TEXT SECTION:
▶

By now, life sciences organizations should have teams dedicated to the responsible use of artificial intelligence (AI). To be responsible means using the technology properly; that is, good governance, access controls, and vigilant monitoring of model outputs and enhancements.
But what about ethically? This is where end results come into play; the heart of AI’s impact. Ethical AI considers the profound consequences of data-driven decisions, ensuring outcomes respect and uplift the people they affect, fostering trust and humanity in every application.
If Responsible AI means using it with intention, then Ethical AI means using it with integrity.
It’s a question many firms continue to grapple with, and for good reason: Ethical AI comes with its own set of challenges and risk avoidance.
- Bias and Fairness: AI systems often reflect biases in their training data, leading to unfair outputs.
- Privacy and Surveillance: AI’s ability to process vast amounts of personal data raises concerns about privacy violations, especially when transparent consent is missing.
- Job Displacement: It remains difficult to equitably manage job transitions, and balance innovation with empathy.
- Autonomous Decision-Making: Agentic AI in critical systems may raise concerns about safety and responsibility.
- Global Governance and Regulation: The lack of unified global standards for AI development leads to a patchwork of regulations. Some regions prioritize innovation over moral oversight, creating a "race to the bottom" in ethical standards.
These issues are interconnected, often requiring trade-offs between innovation, safety, and equity. Gartner’s latest report, Ethics in Healthcare and Life Sciences: Part 1 – Mitigating Risk, comes at an opportune time in the industry’s AI maturity. In this report, you’ll see:
Key Findings:
- Most healthcare and life science (HCLS) organizations have high-level AI governance frameworks that include aspirations for ethical behavior. But many still struggle with applying these principles to guide and govern daily actions. This includes articulating the details around how to trust that decisions made around the use and deployment of AI are ethical and responsible, mitigate the risk of harm, and are equitable and without bias.
- Ethical AI behaviors are not broadly agreed on. Engaging a broad and diverse group of stakeholders in AI processes and policy discussion identifies concerns or positions critical to a holistic view of responsible AI.

◀

WHAT IS EXPECTED:
Continue the article on ethical AI in life sciences from the point where it stops.

DATA SHOWN:

▶

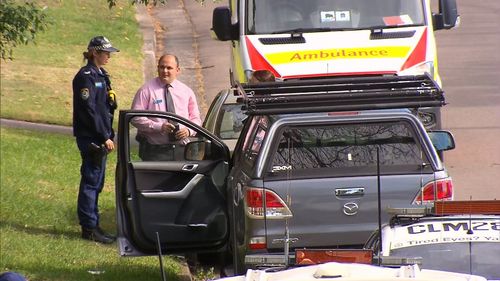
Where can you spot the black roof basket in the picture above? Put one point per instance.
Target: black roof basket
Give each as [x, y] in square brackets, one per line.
[340, 94]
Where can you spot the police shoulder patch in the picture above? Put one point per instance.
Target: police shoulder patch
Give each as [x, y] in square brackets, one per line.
[84, 93]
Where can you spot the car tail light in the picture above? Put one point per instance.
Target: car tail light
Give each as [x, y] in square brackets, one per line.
[257, 243]
[435, 191]
[262, 203]
[317, 256]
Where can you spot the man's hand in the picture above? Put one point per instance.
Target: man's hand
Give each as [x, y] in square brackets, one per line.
[182, 133]
[167, 128]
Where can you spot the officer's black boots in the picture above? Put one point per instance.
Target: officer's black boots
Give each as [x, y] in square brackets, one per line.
[106, 234]
[97, 235]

◀

ANSWER SPACE:
- Executing an ethics framework involves investing in people (such as data ethicists and engineers), processes like machine learning operations (MLOps), and emerging technologies that help to monitor for risk, control for bias and drift, and augment privacy, security and consent management.
- The HCLS regulatory environment is challenging, regionally specific, political and changing. AI in HCLS is highly vulnerable to conflicting regulation and deregulation, which impacts the efficacy of how Al is used.
Recommendations:
- Safely and responsibly steward AI in the organization by establishing a holistic AI governance program that includes ethical, legal and regulatory oversight.
- Protect against unintended consequences by establishing guardrails, and investing in tools and organizational processes that monitor and control for data privacy and security; transparency, explainability and bias mitigation; and accountability and responsibility.
- Ensure your organization keeps pace with changes in regulatory bodies, directives and frameworks by continuously monitoring your regulatory environment.
During Axtria’s recent Ignite 2025 conference, several pharma executives spoke about the issues of good governance and the moral responsibility of AI use. And they warned that with the continuing explosion of data, the issue will only be harder to solve the longer firms wait; “I wish I had started five years earlier” was a sentiment shared by many. Gartner’s report is a must-read as life sciences companies forge ahead into the bold, new world of Agentic AI.
Gartner, Research: AI Ethics in Healthcare and Life Sciences: Part 1 — Mitigating Risk, By Laura Craft, 05 May 2025.